Natural language region descriptions

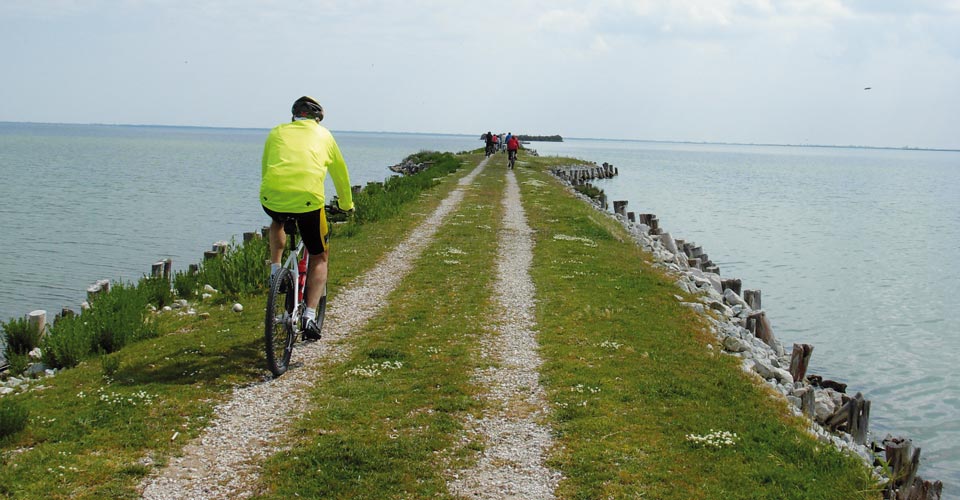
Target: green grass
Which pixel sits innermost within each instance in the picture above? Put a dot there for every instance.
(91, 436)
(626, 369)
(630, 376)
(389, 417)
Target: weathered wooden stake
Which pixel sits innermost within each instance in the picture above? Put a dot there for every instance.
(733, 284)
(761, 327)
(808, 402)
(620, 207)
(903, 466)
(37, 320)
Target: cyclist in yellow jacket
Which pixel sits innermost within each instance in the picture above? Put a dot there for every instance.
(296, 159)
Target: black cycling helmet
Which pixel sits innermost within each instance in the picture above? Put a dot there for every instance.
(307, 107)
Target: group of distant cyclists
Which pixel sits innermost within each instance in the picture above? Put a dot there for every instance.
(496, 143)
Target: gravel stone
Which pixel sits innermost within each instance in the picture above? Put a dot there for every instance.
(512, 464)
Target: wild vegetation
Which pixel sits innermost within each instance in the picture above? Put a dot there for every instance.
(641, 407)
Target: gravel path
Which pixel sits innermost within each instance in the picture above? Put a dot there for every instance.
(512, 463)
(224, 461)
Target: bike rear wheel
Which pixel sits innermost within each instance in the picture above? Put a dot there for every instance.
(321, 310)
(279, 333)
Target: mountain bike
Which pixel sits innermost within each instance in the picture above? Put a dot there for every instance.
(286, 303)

DIRECTIONS FOR THIS TASK -> The result should be every line that contains "gravel", copied from the entries.

ANSWER BOX ->
Target: gravel stone
Target: gravel path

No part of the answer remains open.